Records of labeled boxes:
· · · · ·

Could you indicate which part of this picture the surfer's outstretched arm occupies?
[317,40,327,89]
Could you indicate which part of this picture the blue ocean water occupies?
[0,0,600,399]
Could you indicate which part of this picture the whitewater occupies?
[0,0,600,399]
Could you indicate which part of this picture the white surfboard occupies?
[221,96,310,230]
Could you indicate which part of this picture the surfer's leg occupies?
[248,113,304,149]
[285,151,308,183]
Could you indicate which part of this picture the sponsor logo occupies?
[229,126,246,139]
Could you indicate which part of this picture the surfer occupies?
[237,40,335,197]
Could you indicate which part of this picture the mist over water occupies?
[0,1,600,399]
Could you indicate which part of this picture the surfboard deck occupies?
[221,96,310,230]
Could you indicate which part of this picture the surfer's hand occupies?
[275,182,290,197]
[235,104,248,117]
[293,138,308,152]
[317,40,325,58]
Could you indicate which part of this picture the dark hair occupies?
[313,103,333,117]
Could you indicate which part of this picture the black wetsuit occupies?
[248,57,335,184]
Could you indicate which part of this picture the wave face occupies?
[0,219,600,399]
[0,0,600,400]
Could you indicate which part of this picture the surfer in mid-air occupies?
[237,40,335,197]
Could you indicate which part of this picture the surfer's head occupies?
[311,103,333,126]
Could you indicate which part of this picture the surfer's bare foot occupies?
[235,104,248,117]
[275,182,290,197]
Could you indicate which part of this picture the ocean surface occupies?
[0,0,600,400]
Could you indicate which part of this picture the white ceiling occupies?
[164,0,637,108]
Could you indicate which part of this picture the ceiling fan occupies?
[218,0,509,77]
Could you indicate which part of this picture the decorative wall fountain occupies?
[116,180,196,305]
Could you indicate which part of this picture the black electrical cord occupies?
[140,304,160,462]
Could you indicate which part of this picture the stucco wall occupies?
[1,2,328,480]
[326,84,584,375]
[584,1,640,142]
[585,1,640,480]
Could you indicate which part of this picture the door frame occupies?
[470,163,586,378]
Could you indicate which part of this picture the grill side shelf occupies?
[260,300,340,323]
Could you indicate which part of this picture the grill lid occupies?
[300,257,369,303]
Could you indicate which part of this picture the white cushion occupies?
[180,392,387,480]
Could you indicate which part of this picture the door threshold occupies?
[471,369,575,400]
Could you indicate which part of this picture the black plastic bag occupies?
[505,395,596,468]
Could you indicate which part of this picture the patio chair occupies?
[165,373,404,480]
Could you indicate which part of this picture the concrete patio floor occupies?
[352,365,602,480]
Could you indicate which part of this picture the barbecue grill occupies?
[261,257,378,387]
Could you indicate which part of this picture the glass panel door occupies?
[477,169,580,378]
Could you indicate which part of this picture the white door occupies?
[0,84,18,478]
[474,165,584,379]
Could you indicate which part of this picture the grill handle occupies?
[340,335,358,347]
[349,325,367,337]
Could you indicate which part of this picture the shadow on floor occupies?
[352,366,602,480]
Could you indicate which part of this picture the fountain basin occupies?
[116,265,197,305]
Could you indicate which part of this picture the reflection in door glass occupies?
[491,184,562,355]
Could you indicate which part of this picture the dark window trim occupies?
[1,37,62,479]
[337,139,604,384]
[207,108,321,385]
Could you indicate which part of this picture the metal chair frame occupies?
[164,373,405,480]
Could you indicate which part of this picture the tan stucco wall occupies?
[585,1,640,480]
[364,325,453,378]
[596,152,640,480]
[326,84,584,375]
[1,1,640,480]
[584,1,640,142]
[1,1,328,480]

· · · · ·

### Exercise brief
Please lay out the items above, from the line with "Could you indicate which part of this picture the black plastic" to the line with "[352,365,602,480]", as a numbered list, leaving out any blank lines.

### Correct result
1. Could you indicate which part of this picture the black plastic bag occupies?
2. [505,395,596,468]
3. Could you indicate which part of this picture the patio chair occupies?
4. [165,373,404,480]
5. Could you indicate which part of this picture the concrete patio floor occupies?
6. [352,365,602,480]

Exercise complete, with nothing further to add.